TASK GOAL
For the entries that follow, restate word for word the line containing "Each instance of the metal", the line containing "Each instance of the grout", and every line that lies between them.

——————————

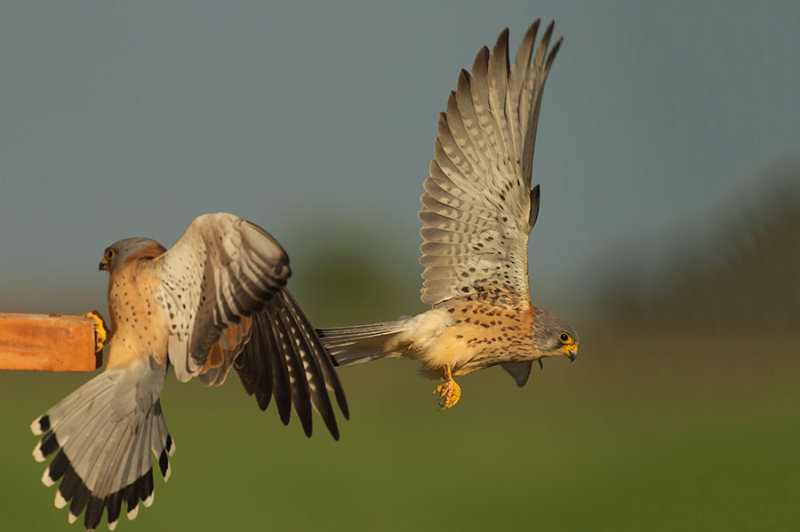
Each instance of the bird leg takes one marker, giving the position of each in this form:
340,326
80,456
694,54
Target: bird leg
449,392
100,330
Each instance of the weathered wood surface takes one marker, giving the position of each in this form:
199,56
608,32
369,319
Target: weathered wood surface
47,342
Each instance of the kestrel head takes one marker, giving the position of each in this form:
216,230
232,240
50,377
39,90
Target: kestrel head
117,253
553,335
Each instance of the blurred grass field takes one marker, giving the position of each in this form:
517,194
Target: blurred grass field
682,412
645,431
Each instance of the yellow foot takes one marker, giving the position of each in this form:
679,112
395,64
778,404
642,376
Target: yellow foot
100,330
449,392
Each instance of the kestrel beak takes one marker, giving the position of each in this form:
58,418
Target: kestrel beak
571,351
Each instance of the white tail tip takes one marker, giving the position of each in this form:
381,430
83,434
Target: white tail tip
37,453
60,501
46,480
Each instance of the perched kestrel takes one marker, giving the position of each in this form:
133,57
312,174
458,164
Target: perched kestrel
215,300
478,210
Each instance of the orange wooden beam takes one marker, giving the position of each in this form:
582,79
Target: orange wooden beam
48,342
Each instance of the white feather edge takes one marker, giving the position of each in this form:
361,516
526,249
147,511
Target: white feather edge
36,426
47,479
37,453
59,501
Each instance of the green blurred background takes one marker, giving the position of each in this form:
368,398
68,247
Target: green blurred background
669,236
682,412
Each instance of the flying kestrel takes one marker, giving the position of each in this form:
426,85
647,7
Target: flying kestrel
478,210
215,300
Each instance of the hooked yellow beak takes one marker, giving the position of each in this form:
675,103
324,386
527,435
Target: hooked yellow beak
571,351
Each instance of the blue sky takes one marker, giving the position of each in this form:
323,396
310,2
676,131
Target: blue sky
317,119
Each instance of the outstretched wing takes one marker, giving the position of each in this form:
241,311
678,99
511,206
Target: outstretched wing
222,269
478,207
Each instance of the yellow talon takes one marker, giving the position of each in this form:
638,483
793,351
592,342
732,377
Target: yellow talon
100,330
449,392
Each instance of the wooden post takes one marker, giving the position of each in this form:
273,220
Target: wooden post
48,342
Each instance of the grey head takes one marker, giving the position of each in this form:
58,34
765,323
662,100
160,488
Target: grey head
552,335
118,252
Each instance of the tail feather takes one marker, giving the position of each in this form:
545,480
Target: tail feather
102,436
362,343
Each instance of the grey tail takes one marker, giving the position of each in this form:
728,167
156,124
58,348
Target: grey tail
362,343
101,436
285,359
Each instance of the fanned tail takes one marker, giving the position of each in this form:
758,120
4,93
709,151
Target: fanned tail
101,436
286,360
362,343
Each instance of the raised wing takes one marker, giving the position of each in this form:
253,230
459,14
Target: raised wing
478,207
222,269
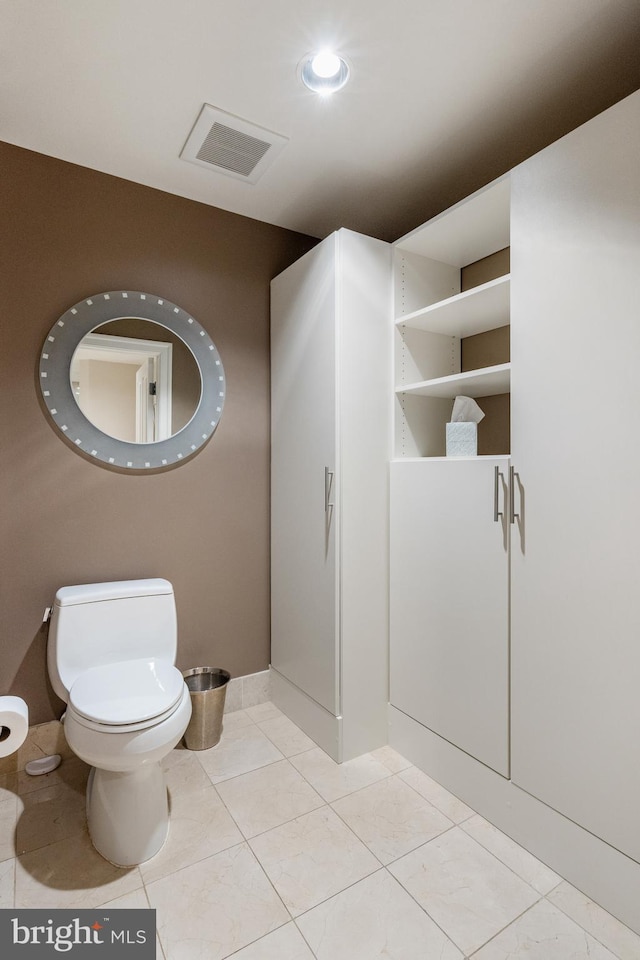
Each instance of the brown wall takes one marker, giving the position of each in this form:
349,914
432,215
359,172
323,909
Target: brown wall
66,233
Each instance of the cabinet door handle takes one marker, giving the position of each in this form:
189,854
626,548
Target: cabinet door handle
497,513
512,495
328,485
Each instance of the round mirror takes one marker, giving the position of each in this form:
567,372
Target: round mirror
132,380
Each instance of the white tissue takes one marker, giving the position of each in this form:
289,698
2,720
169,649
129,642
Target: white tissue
467,410
14,724
462,439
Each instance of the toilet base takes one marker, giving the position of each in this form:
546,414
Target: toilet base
128,813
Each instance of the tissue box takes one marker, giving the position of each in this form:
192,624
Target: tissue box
462,439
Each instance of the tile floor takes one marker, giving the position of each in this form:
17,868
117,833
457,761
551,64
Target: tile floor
277,853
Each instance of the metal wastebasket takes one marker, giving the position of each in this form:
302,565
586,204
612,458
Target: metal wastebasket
208,688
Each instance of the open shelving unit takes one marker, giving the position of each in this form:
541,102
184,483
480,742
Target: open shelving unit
437,322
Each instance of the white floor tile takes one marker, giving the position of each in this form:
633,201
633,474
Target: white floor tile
183,772
268,797
391,818
288,738
391,759
375,918
199,826
544,933
240,750
615,935
533,871
286,943
7,883
72,773
436,794
334,780
71,873
237,718
215,907
137,900
465,889
49,815
312,858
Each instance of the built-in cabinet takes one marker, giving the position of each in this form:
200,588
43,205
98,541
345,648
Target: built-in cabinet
514,605
575,714
449,516
330,438
515,675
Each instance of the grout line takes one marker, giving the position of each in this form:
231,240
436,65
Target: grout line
589,932
506,926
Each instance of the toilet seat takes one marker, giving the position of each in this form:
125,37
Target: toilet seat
126,696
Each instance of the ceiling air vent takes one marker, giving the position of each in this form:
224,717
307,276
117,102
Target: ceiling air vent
229,145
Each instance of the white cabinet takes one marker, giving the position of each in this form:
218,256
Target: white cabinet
449,612
576,567
329,481
449,609
566,686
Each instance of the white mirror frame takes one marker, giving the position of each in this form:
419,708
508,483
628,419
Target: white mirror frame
55,381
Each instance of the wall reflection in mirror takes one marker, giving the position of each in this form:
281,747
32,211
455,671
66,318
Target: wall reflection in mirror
135,380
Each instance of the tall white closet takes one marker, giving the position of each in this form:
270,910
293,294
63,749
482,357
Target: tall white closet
330,436
515,673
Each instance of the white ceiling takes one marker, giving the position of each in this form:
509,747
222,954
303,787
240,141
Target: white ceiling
445,94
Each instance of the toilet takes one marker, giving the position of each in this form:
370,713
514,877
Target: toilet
111,657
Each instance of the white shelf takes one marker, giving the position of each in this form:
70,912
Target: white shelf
486,382
482,308
468,231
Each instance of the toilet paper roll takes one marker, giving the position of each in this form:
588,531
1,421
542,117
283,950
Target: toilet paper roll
14,724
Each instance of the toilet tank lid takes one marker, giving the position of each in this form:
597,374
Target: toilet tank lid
113,590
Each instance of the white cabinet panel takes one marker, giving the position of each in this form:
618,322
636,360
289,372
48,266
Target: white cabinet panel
331,378
575,402
449,602
304,634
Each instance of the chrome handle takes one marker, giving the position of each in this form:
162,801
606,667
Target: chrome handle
328,484
497,513
512,495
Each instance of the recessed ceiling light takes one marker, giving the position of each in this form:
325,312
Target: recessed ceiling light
324,71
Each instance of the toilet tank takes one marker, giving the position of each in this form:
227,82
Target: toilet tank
98,623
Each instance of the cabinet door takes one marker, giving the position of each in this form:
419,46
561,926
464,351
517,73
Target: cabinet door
576,395
303,463
449,602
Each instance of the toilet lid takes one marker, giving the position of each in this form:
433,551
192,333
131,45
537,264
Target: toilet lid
128,691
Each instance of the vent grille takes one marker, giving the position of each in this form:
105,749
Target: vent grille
232,146
231,149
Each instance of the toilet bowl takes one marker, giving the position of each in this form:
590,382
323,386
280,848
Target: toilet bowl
124,713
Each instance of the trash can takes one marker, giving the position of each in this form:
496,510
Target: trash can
208,688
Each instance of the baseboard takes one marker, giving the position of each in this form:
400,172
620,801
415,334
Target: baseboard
247,691
593,866
323,728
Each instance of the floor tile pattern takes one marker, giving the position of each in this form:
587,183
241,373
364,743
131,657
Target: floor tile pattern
277,853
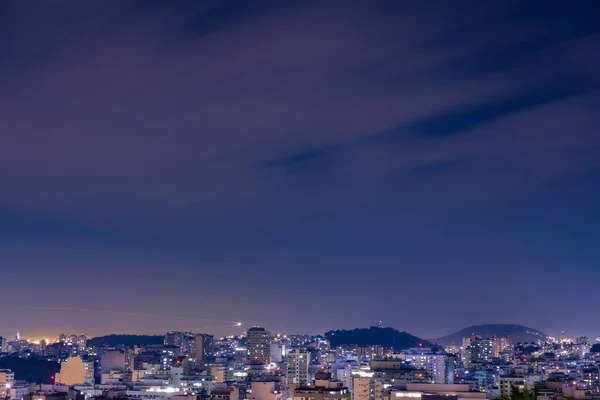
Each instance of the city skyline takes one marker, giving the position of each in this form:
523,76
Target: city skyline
304,166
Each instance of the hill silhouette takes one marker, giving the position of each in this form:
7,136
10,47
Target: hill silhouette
385,337
518,333
125,340
30,369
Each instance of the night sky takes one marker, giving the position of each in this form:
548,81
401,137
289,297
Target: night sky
302,165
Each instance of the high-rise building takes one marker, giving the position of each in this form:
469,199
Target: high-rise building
481,351
502,345
264,391
435,364
75,371
298,362
174,339
220,373
367,388
259,346
323,389
204,347
112,360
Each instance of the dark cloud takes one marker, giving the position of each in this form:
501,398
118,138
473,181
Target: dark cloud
367,139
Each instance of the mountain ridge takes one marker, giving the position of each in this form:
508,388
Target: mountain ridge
385,337
519,333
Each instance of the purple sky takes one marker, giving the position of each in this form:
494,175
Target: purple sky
299,165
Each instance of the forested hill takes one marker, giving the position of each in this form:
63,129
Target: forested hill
385,337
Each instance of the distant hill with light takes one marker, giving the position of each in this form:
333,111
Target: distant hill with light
385,337
125,340
518,333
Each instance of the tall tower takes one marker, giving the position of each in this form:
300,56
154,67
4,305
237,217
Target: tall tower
259,346
298,363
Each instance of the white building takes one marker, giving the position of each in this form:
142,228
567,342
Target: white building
521,382
298,363
264,391
75,371
367,388
435,364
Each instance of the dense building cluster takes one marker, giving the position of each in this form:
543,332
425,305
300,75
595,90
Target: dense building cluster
259,365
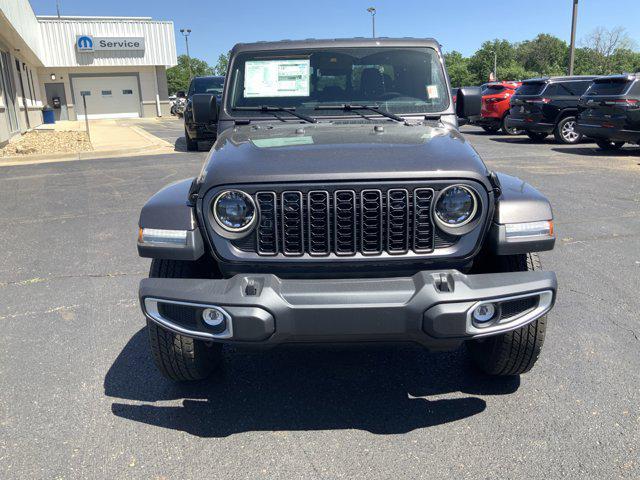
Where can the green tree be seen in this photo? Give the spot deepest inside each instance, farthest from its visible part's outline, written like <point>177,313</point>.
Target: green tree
<point>608,51</point>
<point>223,63</point>
<point>544,55</point>
<point>178,76</point>
<point>482,62</point>
<point>458,68</point>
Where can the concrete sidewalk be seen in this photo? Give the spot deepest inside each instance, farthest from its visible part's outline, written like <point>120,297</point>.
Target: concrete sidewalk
<point>109,138</point>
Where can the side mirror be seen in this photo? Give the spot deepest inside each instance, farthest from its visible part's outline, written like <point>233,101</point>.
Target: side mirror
<point>469,103</point>
<point>205,108</point>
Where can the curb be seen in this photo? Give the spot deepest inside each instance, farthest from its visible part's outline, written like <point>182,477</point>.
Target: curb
<point>153,149</point>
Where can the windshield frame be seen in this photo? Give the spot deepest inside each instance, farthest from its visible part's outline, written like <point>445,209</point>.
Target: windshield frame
<point>228,112</point>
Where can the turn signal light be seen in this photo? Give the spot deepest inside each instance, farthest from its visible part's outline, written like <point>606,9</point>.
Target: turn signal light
<point>159,236</point>
<point>529,229</point>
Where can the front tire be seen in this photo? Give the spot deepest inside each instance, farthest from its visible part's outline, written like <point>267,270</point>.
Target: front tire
<point>490,128</point>
<point>192,145</point>
<point>180,358</point>
<point>565,132</point>
<point>609,145</point>
<point>516,352</point>
<point>509,130</point>
<point>536,136</point>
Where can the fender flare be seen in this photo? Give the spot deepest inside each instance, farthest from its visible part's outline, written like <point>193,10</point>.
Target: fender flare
<point>170,209</point>
<point>518,202</point>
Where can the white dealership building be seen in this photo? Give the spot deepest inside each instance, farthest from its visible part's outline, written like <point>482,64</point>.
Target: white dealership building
<point>117,65</point>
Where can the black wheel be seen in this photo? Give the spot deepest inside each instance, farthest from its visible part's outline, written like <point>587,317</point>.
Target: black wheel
<point>536,136</point>
<point>514,352</point>
<point>508,130</point>
<point>180,358</point>
<point>609,145</point>
<point>192,145</point>
<point>565,131</point>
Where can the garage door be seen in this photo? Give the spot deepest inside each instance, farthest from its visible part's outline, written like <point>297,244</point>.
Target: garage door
<point>107,97</point>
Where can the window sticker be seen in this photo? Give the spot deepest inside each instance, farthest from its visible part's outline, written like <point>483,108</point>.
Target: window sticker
<point>277,78</point>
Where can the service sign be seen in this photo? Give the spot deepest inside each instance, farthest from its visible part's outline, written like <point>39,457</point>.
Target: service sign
<point>89,43</point>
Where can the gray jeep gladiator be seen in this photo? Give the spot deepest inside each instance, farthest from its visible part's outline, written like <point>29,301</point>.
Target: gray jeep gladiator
<point>340,203</point>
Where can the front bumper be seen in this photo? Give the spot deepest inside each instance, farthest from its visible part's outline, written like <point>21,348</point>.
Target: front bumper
<point>431,308</point>
<point>530,125</point>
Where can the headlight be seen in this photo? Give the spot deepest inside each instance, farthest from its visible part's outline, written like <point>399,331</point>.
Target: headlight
<point>234,211</point>
<point>456,206</point>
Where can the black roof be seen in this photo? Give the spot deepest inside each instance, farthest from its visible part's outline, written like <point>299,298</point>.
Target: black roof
<point>625,77</point>
<point>336,42</point>
<point>567,78</point>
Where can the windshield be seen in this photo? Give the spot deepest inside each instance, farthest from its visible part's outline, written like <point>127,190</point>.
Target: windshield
<point>397,80</point>
<point>493,89</point>
<point>207,85</point>
<point>531,88</point>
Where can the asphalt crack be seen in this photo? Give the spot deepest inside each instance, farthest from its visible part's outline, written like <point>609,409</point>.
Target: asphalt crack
<point>32,281</point>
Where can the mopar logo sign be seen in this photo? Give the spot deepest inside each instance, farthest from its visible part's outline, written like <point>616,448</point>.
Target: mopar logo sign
<point>85,43</point>
<point>89,43</point>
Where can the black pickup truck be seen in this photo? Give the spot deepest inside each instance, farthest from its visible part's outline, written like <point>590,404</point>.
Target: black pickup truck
<point>195,132</point>
<point>340,203</point>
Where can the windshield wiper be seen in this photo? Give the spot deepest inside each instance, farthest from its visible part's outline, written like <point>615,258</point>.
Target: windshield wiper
<point>272,110</point>
<point>372,108</point>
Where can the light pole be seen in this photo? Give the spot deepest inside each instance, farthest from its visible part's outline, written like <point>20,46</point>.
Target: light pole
<point>495,65</point>
<point>372,11</point>
<point>572,49</point>
<point>185,33</point>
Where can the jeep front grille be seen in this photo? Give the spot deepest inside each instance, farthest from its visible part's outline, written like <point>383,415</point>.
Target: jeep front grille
<point>345,222</point>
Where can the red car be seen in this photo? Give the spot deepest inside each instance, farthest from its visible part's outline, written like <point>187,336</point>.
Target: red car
<point>495,107</point>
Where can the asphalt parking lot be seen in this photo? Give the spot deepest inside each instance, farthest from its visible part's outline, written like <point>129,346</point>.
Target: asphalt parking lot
<point>80,398</point>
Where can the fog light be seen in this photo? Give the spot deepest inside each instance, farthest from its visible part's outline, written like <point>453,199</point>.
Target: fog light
<point>215,319</point>
<point>485,312</point>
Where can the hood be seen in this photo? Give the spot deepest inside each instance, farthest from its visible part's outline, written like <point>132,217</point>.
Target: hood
<point>341,150</point>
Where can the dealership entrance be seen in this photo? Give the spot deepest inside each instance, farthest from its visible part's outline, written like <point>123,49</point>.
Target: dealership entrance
<point>109,96</point>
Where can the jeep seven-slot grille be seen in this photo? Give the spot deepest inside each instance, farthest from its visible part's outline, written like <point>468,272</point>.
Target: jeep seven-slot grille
<point>345,222</point>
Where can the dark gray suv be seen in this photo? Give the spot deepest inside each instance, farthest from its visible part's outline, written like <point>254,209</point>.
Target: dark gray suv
<point>340,203</point>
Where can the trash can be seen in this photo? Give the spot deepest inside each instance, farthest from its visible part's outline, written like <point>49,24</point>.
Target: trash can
<point>48,115</point>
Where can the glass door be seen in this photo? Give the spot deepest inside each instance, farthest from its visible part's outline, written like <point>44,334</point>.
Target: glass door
<point>9,91</point>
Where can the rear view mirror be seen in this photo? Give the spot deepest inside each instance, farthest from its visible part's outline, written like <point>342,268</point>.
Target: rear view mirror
<point>469,102</point>
<point>205,108</point>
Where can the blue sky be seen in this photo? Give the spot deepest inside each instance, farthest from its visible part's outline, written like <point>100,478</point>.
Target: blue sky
<point>459,25</point>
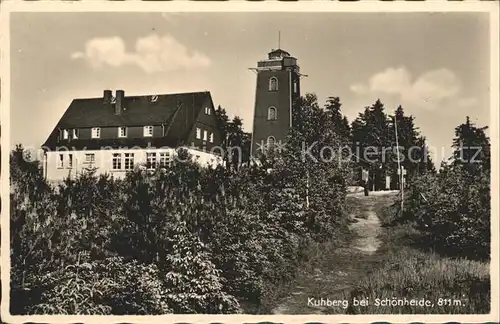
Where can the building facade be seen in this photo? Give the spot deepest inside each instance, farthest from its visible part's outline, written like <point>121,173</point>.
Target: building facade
<point>276,96</point>
<point>114,134</point>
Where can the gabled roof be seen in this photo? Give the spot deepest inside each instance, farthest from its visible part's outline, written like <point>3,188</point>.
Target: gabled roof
<point>138,110</point>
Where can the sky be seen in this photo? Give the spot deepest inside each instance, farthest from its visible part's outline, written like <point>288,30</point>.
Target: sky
<point>436,65</point>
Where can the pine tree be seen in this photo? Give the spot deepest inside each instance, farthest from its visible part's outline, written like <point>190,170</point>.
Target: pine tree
<point>472,146</point>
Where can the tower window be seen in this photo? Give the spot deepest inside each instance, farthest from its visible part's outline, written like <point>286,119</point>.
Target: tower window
<point>129,161</point>
<point>60,161</point>
<point>148,131</point>
<point>96,132</point>
<point>270,142</point>
<point>65,134</point>
<point>151,160</point>
<point>70,161</point>
<point>272,113</point>
<point>122,131</point>
<point>273,84</point>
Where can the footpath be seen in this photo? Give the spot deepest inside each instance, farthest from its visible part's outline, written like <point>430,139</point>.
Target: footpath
<point>341,267</point>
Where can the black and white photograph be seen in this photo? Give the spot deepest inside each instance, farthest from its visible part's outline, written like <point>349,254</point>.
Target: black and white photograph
<point>294,164</point>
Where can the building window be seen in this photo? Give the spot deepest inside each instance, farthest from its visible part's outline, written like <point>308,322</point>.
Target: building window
<point>164,159</point>
<point>117,161</point>
<point>151,161</point>
<point>122,131</point>
<point>148,131</point>
<point>270,142</point>
<point>60,161</point>
<point>90,158</point>
<point>273,84</point>
<point>96,132</point>
<point>129,161</point>
<point>70,161</point>
<point>272,113</point>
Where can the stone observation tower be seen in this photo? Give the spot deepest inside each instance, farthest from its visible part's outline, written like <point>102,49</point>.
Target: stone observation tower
<point>278,88</point>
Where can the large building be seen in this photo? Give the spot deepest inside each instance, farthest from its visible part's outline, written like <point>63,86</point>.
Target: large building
<point>115,133</point>
<point>278,88</point>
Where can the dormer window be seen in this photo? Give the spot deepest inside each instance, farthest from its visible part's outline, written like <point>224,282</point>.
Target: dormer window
<point>96,132</point>
<point>148,131</point>
<point>273,84</point>
<point>270,142</point>
<point>122,131</point>
<point>272,113</point>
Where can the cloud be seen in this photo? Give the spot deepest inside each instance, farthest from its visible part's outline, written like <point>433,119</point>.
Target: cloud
<point>151,53</point>
<point>429,90</point>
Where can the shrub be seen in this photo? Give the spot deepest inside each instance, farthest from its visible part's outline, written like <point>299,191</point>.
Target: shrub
<point>111,286</point>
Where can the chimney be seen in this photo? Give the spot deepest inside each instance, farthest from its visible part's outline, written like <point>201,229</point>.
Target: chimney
<point>120,95</point>
<point>108,95</point>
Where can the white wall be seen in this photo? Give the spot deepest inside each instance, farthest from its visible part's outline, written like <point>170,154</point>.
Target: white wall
<point>104,161</point>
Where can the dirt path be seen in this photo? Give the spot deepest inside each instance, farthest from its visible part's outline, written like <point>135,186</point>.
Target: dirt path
<point>340,268</point>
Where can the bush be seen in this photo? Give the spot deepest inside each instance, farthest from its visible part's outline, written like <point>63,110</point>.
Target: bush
<point>111,286</point>
<point>415,275</point>
<point>183,240</point>
<point>454,208</point>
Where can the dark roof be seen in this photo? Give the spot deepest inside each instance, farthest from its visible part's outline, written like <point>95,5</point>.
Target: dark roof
<point>176,112</point>
<point>139,110</point>
<point>278,52</point>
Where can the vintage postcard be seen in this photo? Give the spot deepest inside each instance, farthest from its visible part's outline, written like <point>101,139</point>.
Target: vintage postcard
<point>193,162</point>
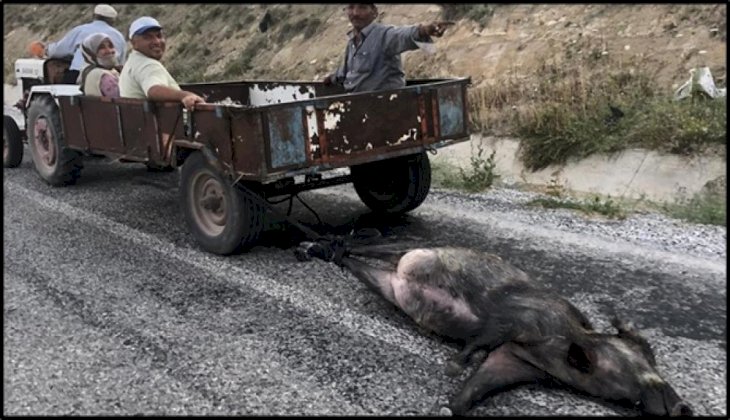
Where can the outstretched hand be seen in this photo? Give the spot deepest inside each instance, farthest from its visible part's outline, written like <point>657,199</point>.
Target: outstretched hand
<point>436,29</point>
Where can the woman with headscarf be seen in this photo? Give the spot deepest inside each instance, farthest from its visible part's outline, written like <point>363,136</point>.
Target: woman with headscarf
<point>100,76</point>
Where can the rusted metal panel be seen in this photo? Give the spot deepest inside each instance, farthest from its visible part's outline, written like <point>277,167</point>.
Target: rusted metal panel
<point>227,92</point>
<point>270,131</point>
<point>101,124</point>
<point>451,111</point>
<point>372,122</point>
<point>269,93</point>
<point>170,126</point>
<point>73,129</point>
<point>247,137</point>
<point>209,129</point>
<point>138,127</point>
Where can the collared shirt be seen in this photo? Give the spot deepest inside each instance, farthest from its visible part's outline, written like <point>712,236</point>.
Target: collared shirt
<point>69,45</point>
<point>140,73</point>
<point>375,63</point>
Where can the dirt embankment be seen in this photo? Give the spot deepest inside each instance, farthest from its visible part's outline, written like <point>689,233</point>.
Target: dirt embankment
<point>303,42</point>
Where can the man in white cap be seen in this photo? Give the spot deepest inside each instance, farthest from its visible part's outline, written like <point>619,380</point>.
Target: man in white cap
<point>68,46</point>
<point>143,76</point>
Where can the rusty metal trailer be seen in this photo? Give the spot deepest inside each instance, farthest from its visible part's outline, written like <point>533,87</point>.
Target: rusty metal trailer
<point>256,140</point>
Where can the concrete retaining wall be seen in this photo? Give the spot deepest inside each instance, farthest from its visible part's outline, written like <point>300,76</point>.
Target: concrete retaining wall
<point>633,173</point>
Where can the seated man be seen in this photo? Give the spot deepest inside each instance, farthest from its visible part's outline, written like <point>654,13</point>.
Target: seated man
<point>143,76</point>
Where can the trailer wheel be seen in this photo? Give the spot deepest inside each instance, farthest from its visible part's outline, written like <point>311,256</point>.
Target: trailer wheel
<point>222,218</point>
<point>394,185</point>
<point>12,143</point>
<point>54,162</point>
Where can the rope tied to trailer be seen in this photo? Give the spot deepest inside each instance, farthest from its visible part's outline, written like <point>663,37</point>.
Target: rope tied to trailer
<point>211,157</point>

——————————

ANSWER AREA
Each instance of the metal wastebasket takes one marker, giving the position of each in this form:
302,565
586,204
612,458
Target: metal wastebasket
208,688
Each instance of the open shelving unit takes one marker, giving the position of each in this form:
541,102
184,483
480,742
Target: open shelving unit
437,322
Each instance of the white floor tile takes one marker, giving the position of each in this form:
633,201
633,474
Target: white floor tile
183,772
268,797
391,818
288,738
391,759
375,918
199,826
544,933
240,750
615,935
533,871
286,943
7,883
72,773
436,794
334,780
71,873
237,718
215,907
137,900
465,889
49,815
312,858
Each instance of the built-in cabinet takes one marker, giving the position of each in this form:
200,588
43,205
98,541
345,648
Target: built-in cabinet
514,605
575,714
449,516
330,438
515,675
Each instance of the grout line takes one marker, giving the position of each in this form:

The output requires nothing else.